> _本文_:

+-------+

Sugar & Salt Corner
No. 43
2010年9月13日
佐藤 敏雄

人間型ロボットが宇宙に

NASAはGMと組んで、本年11月1日、Robonaut 2(R2)と言う名の人間型ロボット(ヒューマノイド)を、国際宇宙ステーション(ISS)に送って長期滞在させ、宇宙飛行士と一緒に仕事をさせる計画である。R2は、器用な腕と手を持ち、物や道具を人間と同様にいじることができる。宇宙飛行士は、R2をISSの研究室に置き、スイッチをひねるとか、エアフィルターを掃除する、あるいは道具を支えるなどの仕事をさせる計画。
Robot1
 
この目的は、人間型ロボットが宇宙でどのように振舞うかを調べると同時に、宇宙飛行士に第2の「手」を与えることである。この経験により、将来、更に改善されたロボットがISSの内外で、科学実験や修理作業などの複雑な仕事の助手を務められるようになるであろう。
 
ロボットは自動的にあるいは遠隔操作で仕事ができる。ISSの宇宙飛行士はパソコンでロボットを操作する。地球からも直接、制御することはできるが、数秒間の遅れがある。通常、R2は任務の指令を受けて自動的に仕事をするが、NASAは人が特殊なスーツを着て、その身振り手振りで指令を送ることの試験も行っている。将来、R2は、宇宙探査において強力なツールとなろう。

+-------+

> _データ_:
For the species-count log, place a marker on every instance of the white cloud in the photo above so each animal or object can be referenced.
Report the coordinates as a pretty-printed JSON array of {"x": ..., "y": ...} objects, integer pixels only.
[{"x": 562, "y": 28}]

+-------+

> _課題 A_:
人間型ロボットR2に関する本文では、地球から直接R2を制御する場合に何が生じるとされていますか。
> _課題 B_:
人間型ロボットR2を扱った本文の最後の文に続けて、その先を書き進めてください。
データの各行は本文と関係がありません。

> _解答 A_:
数秒間の遅れが生じます。

> _解答 B_:
しかし、何故、人間型ロボットか?それは、本来ISSが、5本の指と2本の腕を持つ人間が操作することを念頭において設計されてきたからである。人間型ロボットなら、人間ができる仕事をそっくり正確に実行することができる。
Robot2
 
R2はスターウォーズに出てくるロボットにちょっと似ているが、今のところ、脚や車輪は付いていない。腰から頭までは101cm、体重は150kg。本体はアルミと鉄の部品で出来ており、350のセンサーと42の自由度を持つ。腕の長さは80cmで9kgの物体を持つことができる。手は12の自由度を持ち、親指は4、人差し指と中指は3、他の指は1の自由度を持つ。
 
ヘルメットの眼鏡部分には4個の可視光カメラがあるが、その内の2個はロボット並びに操作員のための3D対応のもので、他の2個は予備。口の付近には、距離感覚のための第5の赤外カメラがある。頭部はカメラで一杯なため、コンピュータは胴体の中に収められている。人呼んで「R2は腹で考える!」。 「強い腕と筋肉、腰から上は自分そっくりだ」と担当者は笑う。
 
当初NASAは、宇宙で使うときに何が必要となるかを調べるため、地上で使うつもりだったが、これを見たミッションマネジャーがすっかり感心し、ISSに送ることを決めた。与えられた時間は6ヶ月しかなかった。
 
第2世代では、ISS内を移動できる歩行型となる予定。また、第3世代は宇宙ステーション外で作業できるものとなろう。このRobonautは、2015年を目指す日本の計画に先んじて、1000日以内にヒューマノイド・ロボットを月に送るというProject Mの一部でもある。
 
現在R2は、打ち上げに備え、クッションの詰まったアルミ製の箱Structural Launch Enclosure to Effectively Protect Robonaut (SLEEPER) に収められている。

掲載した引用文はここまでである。